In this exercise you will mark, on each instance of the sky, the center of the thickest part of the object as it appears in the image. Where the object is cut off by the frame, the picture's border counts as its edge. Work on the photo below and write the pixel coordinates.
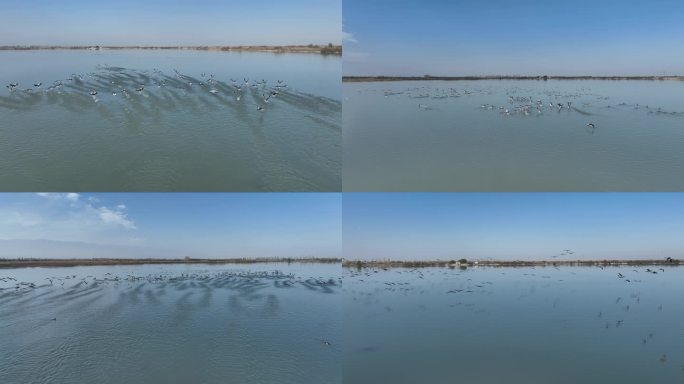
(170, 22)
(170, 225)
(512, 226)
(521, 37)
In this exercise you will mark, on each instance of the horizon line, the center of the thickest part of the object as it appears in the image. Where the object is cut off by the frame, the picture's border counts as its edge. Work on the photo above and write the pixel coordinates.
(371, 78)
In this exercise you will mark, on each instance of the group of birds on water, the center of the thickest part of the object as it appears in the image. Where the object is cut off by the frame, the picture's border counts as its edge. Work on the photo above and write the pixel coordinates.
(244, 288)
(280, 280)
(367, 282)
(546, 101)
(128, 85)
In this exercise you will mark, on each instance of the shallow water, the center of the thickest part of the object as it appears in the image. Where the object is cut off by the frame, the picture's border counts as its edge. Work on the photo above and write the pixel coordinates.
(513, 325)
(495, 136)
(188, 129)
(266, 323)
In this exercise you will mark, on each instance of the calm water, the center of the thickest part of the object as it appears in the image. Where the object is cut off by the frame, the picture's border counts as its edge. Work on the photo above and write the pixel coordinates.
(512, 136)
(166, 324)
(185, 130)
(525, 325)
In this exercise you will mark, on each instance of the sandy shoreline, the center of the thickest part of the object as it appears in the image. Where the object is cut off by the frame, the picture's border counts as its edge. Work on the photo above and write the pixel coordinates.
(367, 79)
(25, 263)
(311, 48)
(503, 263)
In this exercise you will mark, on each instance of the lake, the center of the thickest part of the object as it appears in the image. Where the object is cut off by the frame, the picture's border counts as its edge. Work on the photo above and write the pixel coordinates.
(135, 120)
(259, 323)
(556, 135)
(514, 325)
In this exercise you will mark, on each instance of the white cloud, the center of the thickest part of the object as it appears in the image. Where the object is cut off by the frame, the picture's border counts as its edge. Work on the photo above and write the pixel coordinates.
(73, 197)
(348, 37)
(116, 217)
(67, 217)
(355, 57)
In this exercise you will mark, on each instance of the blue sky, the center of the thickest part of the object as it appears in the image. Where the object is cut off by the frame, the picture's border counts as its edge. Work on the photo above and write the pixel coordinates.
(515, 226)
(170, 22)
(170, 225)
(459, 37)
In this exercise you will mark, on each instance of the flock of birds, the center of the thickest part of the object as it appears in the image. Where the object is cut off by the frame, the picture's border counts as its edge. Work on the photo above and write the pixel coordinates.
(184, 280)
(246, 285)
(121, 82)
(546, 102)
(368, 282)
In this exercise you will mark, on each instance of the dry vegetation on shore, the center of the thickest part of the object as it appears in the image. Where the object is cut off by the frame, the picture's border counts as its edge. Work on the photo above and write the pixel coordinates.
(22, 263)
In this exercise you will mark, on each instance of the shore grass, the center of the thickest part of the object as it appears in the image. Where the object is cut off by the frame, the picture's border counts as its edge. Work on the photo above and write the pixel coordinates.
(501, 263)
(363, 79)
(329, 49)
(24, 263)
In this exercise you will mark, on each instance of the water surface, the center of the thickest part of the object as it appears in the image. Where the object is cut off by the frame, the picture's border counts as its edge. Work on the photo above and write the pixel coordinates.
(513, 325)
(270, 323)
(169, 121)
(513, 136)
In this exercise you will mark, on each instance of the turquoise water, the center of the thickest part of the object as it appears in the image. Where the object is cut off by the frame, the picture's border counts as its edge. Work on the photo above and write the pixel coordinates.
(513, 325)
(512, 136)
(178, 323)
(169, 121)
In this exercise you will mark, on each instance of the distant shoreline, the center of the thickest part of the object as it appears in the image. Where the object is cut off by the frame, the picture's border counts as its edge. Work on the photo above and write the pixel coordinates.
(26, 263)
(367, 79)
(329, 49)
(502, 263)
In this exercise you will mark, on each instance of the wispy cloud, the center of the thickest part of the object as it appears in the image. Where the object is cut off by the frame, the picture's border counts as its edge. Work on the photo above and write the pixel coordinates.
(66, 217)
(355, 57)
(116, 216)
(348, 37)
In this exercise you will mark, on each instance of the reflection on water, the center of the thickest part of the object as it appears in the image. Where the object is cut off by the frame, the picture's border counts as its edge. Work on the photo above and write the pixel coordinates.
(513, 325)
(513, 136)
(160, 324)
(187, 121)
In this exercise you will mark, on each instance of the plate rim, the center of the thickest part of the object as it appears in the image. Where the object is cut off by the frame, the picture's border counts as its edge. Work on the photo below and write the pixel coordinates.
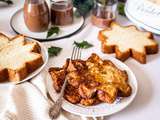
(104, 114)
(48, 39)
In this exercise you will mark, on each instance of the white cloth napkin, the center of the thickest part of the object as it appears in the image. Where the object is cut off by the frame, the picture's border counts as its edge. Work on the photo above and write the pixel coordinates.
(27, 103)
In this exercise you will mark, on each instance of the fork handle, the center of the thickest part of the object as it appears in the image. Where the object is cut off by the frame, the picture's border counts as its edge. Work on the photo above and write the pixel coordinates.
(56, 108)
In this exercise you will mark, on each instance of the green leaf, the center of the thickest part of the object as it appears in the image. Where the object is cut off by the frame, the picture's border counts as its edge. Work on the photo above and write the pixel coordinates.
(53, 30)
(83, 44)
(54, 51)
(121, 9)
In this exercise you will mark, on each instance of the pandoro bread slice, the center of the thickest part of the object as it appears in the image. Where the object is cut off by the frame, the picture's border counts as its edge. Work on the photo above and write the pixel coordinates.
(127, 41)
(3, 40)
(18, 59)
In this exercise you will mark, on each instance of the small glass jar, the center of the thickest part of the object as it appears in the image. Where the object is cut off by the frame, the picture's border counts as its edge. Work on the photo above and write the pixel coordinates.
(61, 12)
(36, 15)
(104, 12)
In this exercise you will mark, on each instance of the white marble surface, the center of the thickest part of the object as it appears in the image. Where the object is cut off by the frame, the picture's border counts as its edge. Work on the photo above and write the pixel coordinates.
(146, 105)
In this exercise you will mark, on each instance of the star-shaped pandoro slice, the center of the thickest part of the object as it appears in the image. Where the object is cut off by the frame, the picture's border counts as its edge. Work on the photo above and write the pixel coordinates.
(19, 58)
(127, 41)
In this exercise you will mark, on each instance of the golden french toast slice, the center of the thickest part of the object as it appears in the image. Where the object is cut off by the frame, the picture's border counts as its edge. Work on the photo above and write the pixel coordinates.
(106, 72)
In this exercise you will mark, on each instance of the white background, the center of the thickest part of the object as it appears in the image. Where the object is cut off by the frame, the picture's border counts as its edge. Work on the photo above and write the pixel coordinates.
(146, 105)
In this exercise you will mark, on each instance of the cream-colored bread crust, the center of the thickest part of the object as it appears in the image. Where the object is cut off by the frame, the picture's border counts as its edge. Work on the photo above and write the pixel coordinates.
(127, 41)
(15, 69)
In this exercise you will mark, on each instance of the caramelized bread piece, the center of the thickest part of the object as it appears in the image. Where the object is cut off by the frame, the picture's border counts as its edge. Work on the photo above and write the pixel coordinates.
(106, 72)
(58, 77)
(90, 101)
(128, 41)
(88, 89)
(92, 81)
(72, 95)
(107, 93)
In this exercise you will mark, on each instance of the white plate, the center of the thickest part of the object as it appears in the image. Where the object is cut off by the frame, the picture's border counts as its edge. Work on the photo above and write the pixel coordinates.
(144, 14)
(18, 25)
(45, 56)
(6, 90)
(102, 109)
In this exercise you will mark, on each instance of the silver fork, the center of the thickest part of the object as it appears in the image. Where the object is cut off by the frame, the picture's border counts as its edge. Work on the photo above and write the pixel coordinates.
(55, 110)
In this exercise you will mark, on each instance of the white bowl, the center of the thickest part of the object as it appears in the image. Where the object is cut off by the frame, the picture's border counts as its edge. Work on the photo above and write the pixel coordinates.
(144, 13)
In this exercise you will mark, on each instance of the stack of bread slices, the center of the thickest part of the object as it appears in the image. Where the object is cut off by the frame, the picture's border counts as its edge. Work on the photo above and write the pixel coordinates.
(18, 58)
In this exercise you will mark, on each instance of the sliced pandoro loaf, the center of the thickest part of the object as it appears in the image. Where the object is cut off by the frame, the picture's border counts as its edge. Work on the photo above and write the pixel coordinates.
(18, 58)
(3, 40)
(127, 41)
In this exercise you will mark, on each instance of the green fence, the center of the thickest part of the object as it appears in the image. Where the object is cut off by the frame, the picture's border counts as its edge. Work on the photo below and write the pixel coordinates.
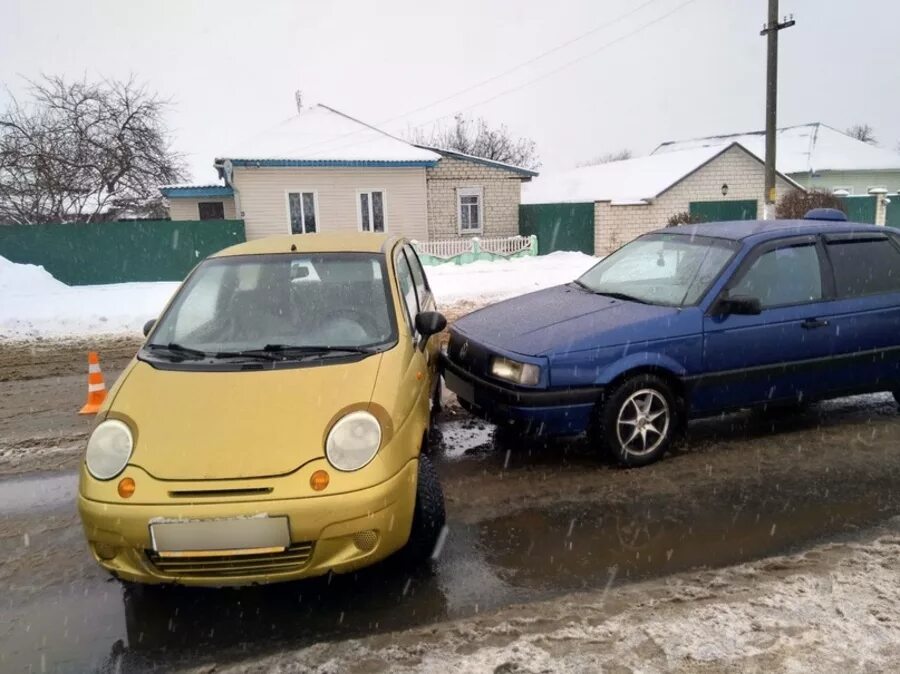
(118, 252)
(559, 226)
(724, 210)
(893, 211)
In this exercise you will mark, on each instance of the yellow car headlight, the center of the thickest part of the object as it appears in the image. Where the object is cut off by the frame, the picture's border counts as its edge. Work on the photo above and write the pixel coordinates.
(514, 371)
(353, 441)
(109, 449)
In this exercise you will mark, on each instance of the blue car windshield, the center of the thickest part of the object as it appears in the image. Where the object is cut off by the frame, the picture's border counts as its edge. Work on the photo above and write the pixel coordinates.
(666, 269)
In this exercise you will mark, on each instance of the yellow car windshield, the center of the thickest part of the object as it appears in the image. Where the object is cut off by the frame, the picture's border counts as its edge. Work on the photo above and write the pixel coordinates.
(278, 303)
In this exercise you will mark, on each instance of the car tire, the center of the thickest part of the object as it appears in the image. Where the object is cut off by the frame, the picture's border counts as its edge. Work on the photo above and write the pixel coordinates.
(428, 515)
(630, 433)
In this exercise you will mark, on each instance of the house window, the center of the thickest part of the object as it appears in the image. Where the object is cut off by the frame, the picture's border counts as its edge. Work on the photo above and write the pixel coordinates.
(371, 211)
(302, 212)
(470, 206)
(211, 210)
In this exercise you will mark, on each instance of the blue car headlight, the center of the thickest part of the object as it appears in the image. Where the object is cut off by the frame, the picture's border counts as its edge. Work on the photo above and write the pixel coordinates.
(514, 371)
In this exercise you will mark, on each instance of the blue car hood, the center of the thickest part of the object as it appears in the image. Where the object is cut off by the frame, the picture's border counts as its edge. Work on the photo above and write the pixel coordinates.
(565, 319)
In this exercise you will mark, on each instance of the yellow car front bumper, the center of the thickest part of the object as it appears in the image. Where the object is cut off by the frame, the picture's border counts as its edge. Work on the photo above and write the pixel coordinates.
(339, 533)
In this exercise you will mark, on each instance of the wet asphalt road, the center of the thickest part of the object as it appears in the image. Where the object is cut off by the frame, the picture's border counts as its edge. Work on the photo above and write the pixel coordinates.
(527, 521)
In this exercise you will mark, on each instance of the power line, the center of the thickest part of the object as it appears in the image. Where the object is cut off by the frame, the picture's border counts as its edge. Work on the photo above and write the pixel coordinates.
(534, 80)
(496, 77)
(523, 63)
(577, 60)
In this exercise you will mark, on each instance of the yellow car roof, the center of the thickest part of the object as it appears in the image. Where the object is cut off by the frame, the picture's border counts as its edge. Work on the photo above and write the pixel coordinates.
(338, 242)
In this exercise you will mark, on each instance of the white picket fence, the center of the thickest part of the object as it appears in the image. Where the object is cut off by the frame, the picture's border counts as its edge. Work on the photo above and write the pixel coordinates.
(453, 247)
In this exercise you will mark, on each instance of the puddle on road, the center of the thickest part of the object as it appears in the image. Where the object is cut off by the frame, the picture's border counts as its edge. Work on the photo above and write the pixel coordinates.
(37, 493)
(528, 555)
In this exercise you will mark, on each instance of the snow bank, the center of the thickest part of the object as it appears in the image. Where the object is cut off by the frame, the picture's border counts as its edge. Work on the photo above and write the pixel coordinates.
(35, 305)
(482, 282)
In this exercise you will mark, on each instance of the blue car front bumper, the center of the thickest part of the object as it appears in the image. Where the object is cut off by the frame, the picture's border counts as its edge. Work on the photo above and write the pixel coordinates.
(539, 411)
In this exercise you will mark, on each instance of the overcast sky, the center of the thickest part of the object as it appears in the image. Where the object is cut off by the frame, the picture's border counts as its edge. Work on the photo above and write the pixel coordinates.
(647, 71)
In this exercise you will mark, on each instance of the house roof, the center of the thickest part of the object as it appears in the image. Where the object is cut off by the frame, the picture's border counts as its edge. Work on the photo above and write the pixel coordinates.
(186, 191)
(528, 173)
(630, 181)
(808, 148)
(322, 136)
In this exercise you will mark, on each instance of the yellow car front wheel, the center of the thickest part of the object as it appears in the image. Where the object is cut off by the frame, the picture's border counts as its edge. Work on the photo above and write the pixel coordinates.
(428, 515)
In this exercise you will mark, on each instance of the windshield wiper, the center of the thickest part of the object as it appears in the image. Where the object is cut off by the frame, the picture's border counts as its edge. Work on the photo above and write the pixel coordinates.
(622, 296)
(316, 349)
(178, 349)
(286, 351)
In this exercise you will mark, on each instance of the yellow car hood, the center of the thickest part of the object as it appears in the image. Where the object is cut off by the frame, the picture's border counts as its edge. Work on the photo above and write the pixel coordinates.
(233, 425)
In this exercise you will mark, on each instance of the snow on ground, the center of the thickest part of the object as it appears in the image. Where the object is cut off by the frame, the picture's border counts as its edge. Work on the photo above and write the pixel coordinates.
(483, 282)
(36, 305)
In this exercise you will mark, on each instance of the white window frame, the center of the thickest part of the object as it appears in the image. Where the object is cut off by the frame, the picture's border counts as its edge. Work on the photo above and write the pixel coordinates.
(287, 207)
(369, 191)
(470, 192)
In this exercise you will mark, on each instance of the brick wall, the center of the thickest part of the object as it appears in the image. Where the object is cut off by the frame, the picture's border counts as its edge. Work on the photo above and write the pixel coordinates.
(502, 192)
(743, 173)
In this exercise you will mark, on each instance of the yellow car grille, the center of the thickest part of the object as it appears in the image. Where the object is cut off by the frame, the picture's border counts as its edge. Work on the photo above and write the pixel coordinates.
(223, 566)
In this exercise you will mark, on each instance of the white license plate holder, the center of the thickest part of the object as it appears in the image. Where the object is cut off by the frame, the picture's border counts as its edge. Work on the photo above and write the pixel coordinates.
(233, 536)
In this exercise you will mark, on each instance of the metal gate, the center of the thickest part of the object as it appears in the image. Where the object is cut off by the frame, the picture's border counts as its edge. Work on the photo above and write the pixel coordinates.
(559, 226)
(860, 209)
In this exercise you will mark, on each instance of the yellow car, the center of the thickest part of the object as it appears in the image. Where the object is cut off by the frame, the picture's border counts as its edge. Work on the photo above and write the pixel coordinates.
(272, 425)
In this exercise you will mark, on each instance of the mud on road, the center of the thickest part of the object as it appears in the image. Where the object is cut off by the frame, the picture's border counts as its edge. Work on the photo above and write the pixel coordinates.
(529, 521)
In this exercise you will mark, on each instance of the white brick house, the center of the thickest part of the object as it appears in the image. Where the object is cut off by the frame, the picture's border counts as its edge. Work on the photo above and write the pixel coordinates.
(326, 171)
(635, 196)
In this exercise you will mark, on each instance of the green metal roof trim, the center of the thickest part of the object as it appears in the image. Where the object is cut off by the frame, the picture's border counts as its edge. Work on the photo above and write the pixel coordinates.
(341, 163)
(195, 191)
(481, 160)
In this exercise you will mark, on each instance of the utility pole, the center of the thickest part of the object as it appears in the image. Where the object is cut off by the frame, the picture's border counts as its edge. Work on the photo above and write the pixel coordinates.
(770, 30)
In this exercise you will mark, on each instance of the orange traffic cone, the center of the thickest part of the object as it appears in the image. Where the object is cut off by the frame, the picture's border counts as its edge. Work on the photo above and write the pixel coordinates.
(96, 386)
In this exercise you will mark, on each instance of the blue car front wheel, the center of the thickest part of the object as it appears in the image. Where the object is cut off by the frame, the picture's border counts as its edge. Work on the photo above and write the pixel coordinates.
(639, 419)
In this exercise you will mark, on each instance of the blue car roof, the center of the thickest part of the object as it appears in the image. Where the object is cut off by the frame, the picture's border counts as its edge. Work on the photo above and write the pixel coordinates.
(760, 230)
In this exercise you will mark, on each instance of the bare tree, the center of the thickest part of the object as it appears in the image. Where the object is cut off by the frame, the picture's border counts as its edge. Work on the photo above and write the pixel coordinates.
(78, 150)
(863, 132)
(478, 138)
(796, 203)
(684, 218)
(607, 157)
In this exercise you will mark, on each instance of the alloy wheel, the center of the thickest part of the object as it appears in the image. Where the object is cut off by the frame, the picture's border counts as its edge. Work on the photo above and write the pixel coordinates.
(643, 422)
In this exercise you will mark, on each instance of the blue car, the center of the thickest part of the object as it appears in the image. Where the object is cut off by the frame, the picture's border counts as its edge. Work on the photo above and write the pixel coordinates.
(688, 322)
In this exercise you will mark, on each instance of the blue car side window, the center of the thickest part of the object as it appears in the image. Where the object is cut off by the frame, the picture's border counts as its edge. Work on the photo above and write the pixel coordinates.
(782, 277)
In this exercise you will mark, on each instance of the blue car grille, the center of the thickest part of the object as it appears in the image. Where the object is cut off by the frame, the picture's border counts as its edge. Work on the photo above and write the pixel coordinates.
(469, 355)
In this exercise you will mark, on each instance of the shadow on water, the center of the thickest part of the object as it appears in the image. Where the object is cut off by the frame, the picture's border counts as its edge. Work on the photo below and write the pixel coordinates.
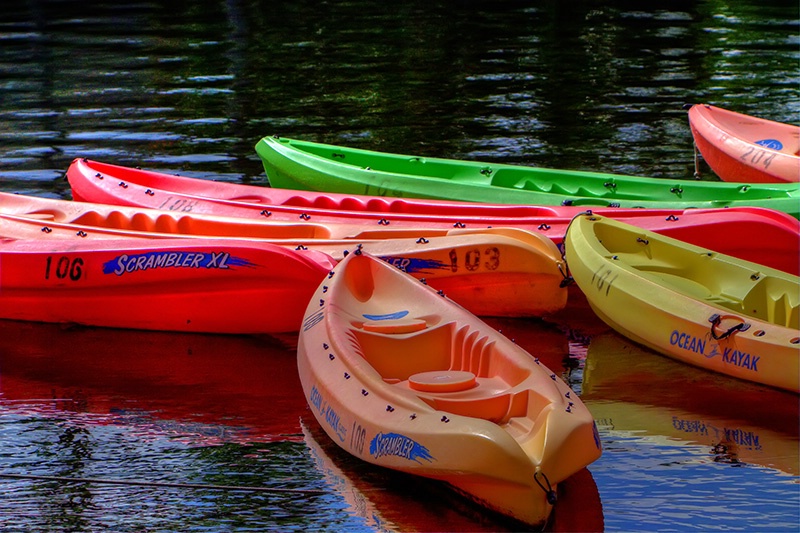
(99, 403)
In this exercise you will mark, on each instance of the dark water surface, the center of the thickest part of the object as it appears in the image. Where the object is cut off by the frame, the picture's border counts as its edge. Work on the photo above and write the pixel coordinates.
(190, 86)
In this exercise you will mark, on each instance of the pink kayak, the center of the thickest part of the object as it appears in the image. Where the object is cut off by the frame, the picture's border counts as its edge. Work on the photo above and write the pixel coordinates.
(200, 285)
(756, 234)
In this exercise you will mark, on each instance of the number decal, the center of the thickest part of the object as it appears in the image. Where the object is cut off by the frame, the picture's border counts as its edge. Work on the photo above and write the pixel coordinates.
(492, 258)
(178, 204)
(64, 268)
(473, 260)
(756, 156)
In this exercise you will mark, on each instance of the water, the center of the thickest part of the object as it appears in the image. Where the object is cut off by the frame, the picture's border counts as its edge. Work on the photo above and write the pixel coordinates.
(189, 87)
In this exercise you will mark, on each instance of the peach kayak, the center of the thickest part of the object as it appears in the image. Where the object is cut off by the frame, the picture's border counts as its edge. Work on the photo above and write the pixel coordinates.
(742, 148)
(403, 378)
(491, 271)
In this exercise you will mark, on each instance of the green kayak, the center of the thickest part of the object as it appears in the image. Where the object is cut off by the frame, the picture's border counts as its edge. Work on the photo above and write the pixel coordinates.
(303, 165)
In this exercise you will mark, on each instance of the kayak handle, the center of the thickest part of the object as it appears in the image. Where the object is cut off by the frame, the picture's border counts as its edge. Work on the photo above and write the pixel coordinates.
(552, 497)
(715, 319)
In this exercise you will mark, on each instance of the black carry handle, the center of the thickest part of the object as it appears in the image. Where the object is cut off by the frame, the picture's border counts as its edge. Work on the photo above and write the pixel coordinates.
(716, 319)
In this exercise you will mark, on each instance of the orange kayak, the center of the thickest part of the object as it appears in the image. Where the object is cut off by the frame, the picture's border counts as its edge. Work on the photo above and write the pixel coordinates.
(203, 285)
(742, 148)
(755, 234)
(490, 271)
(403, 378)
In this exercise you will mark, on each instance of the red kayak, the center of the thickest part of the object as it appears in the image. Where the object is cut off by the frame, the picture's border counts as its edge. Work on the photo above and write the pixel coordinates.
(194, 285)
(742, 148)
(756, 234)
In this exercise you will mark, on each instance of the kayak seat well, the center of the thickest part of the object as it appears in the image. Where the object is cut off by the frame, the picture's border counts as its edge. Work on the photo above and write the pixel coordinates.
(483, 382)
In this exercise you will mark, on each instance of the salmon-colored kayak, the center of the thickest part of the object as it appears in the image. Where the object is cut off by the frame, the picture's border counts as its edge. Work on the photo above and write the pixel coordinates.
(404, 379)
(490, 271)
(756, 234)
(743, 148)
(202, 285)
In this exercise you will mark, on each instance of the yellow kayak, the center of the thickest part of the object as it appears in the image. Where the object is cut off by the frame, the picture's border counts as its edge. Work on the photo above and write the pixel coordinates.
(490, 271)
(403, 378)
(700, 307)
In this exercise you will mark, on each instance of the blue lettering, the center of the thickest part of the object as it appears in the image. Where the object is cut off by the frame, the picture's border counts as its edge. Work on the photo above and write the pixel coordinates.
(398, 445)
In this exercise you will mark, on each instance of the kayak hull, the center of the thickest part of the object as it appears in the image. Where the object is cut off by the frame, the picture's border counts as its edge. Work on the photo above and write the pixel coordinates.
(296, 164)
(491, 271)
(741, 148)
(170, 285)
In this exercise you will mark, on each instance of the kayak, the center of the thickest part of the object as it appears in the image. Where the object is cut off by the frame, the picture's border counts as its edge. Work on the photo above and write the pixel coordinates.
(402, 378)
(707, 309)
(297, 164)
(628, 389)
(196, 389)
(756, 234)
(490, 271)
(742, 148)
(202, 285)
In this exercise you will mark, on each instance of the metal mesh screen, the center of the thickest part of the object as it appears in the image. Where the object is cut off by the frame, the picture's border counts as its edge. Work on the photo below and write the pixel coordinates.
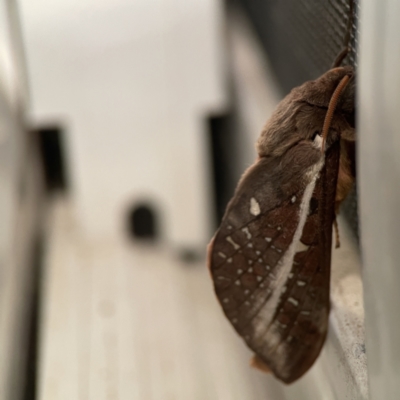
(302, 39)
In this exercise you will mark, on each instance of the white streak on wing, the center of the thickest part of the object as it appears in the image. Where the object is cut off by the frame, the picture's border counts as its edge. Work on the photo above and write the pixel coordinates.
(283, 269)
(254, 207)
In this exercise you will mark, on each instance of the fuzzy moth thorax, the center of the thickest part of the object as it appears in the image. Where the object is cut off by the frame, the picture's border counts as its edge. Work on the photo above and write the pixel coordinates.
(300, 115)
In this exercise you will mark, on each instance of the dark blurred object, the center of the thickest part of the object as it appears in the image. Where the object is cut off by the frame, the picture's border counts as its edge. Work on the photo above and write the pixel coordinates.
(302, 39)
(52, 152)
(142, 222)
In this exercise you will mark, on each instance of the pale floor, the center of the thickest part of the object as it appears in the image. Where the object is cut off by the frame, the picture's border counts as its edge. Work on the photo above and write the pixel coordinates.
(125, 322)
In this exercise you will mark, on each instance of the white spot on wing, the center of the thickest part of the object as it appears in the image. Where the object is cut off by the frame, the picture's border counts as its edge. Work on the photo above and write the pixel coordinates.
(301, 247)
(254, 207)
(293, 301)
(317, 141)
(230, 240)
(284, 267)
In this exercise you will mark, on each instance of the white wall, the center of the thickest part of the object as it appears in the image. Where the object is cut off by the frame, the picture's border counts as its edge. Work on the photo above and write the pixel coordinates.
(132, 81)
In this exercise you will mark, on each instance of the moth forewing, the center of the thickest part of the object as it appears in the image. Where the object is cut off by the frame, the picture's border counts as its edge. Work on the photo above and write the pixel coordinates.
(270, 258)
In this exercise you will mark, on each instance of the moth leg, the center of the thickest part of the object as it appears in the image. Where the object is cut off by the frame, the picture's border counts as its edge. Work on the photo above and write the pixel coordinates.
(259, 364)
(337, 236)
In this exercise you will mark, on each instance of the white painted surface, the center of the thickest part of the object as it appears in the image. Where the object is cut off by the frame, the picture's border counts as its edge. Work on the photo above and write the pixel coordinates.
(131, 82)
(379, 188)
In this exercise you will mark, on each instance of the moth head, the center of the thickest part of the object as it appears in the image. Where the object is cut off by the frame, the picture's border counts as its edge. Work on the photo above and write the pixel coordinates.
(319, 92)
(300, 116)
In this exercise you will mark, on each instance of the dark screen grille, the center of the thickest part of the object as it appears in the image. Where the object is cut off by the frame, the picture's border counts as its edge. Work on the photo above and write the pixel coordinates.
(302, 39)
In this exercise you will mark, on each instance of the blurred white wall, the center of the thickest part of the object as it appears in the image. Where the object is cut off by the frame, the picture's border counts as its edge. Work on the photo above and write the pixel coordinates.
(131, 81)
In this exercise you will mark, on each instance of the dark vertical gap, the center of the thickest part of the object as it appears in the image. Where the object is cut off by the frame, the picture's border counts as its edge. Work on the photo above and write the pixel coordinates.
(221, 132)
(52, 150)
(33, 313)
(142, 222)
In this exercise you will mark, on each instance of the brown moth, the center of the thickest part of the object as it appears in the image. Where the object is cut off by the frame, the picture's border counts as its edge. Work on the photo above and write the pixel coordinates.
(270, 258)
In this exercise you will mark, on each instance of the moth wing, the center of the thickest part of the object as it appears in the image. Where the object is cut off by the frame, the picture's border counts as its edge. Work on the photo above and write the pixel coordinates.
┄┄┄┄┄┄┄┄┄┄
- **AUFGABE**: Schreibe bitte alles von der Zeile mit „of the brown“ bis zum Ende des Materials neu und ersetze dabei „moth“ durch „butterfly“. Alles andere bleibt unverändert.

- **LÖSUNG**:
In this exercise you will mark, on each instance of the brown butterfly, the center of the thickest part of the object as it appears in the image. Where the object is cut off by the frame, the picture's border counts as its edge. Work on the photo above and write the pixel coordinates.
(270, 258)
In this exercise you will mark, on each instance of the butterfly wing, the center of the thickest part of the object as it appears in the image. Where the object is cut off by the frame, the picture's border counts as its edge. Work on the photo above and write the pixel coordinates.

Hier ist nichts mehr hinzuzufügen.